▸ **Task data**
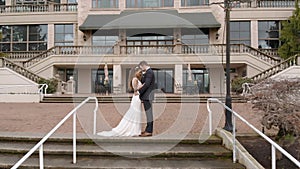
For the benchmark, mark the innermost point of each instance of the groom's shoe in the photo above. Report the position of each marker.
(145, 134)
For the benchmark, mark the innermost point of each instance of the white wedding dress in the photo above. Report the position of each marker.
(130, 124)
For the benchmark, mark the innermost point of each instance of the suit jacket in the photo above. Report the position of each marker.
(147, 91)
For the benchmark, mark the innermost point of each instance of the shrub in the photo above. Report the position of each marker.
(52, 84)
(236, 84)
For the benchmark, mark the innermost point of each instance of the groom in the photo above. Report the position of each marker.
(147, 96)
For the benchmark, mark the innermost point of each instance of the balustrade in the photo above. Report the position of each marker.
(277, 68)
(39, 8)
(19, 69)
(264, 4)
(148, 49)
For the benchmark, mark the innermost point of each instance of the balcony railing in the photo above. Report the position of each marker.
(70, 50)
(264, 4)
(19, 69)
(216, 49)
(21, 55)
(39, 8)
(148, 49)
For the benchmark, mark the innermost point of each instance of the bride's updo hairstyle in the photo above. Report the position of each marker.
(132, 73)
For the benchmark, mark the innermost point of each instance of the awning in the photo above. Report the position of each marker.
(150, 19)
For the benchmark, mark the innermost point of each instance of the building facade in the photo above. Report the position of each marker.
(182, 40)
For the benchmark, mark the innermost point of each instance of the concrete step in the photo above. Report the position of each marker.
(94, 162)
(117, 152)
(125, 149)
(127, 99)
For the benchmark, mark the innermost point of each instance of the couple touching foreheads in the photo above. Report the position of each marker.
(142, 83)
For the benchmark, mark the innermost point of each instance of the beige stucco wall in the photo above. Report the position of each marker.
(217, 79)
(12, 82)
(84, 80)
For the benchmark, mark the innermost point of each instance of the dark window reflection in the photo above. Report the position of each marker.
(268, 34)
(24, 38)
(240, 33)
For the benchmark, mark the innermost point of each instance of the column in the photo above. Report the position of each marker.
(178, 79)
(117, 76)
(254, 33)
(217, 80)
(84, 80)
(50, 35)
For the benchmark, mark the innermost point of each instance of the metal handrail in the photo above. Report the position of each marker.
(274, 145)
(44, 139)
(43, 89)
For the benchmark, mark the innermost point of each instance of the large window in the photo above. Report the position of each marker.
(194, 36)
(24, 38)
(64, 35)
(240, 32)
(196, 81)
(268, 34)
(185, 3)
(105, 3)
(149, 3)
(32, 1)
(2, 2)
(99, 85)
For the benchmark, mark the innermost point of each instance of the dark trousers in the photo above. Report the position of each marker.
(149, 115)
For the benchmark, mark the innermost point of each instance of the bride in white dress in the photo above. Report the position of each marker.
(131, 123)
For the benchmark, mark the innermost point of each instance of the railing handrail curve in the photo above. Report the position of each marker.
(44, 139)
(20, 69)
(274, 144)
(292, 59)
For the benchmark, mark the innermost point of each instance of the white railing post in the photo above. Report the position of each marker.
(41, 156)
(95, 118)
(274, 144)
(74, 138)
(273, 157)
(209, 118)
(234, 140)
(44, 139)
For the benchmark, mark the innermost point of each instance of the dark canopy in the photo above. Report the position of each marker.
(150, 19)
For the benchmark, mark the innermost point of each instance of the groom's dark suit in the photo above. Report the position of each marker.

▸ **Task directions**
Find the line containing "of the railing". Reproduce it exactly, along with every line after it through the last.

▸ **The result**
For the benchmark, mark the innermost point of each instance of the railing handrail curve in the photo above. Report the position of each marker.
(44, 139)
(20, 69)
(274, 144)
(292, 59)
For the benchmark, mark the innermost point of each instance of the white railing post in the photo above. Report the position of each marker.
(41, 156)
(95, 118)
(274, 144)
(74, 138)
(273, 157)
(209, 118)
(234, 140)
(44, 139)
For the benchmark, mark the innermost point of each instance of the dark canopy in the photo above. Report the position of each marker.
(150, 19)
For the benchmark, mark the innermost point of each instance of the groom's dark suit in the photo above. Report the position of each marker.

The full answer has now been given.